=== Task data ===

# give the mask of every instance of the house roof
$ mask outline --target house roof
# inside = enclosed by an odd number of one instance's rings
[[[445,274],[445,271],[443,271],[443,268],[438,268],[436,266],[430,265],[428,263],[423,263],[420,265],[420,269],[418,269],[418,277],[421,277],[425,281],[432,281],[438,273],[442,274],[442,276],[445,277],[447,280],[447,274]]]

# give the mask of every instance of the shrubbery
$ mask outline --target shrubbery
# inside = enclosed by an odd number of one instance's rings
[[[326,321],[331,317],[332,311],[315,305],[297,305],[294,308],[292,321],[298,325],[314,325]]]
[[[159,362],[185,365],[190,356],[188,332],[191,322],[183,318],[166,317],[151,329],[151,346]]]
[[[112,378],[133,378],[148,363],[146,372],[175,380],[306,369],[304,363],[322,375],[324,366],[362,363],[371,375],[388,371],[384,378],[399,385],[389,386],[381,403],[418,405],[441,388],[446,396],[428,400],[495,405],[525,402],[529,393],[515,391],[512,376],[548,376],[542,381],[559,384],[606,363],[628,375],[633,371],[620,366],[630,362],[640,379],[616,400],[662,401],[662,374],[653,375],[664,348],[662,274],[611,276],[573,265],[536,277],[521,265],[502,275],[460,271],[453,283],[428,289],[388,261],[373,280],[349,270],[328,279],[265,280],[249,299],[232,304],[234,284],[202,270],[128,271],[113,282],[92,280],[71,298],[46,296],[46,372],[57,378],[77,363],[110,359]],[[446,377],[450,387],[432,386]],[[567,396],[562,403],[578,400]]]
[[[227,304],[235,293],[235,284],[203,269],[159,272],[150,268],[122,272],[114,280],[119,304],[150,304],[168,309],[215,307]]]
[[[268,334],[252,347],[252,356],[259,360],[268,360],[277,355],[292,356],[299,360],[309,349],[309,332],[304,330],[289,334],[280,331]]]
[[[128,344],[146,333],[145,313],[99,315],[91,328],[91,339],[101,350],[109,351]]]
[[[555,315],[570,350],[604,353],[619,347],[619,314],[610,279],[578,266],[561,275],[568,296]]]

===

• What the exercise asks: Could you output each line above exactly as it was given?

• Answer to this problem:
# give the mask of every instance of the house roof
$ mask outline --target house roof
# inside = enclosed by an odd number of one instance's rings
[[[445,274],[445,271],[443,271],[443,268],[438,268],[436,266],[430,265],[428,263],[423,263],[420,265],[420,269],[418,269],[418,277],[421,277],[425,281],[432,281],[438,273],[442,274],[442,276],[445,277],[447,280],[447,274]]]

# give the mask of every instance of the shrubbery
$ mask outline --target shrubbery
# inside = enclosed by an odd number of one instance's rings
[[[326,321],[331,317],[332,311],[315,305],[297,305],[294,308],[292,321],[298,325],[314,325]]]
[[[159,362],[185,365],[190,356],[188,332],[191,322],[183,318],[166,317],[151,329],[151,346]]]
[[[112,378],[133,378],[148,363],[146,372],[175,380],[306,369],[304,363],[322,375],[324,366],[362,363],[371,375],[388,371],[384,378],[399,385],[389,386],[381,403],[418,405],[441,388],[446,396],[428,400],[495,405],[525,402],[529,393],[515,391],[512,376],[548,376],[542,381],[559,384],[606,363],[628,375],[633,371],[620,366],[630,362],[640,379],[616,400],[662,401],[662,374],[653,375],[664,348],[662,274],[611,276],[573,265],[536,277],[521,265],[502,275],[460,271],[453,283],[428,289],[388,261],[373,280],[349,270],[328,279],[265,280],[249,299],[232,304],[234,284],[202,270],[128,271],[113,282],[92,280],[71,298],[46,296],[46,372],[57,378],[77,363],[110,359]],[[446,377],[450,387],[432,386]],[[567,396],[562,403],[578,400]]]
[[[227,304],[235,293],[235,284],[203,269],[159,272],[150,268],[122,272],[114,280],[119,304],[150,304],[168,309],[215,307]]]
[[[268,334],[252,347],[252,356],[259,360],[268,360],[277,355],[292,356],[299,360],[309,349],[309,332],[304,330],[289,334],[280,331]]]
[[[128,344],[146,333],[145,313],[99,315],[91,328],[91,339],[101,350],[109,351]]]
[[[555,315],[570,350],[604,353],[619,347],[619,314],[610,279],[578,266],[561,275],[568,296]]]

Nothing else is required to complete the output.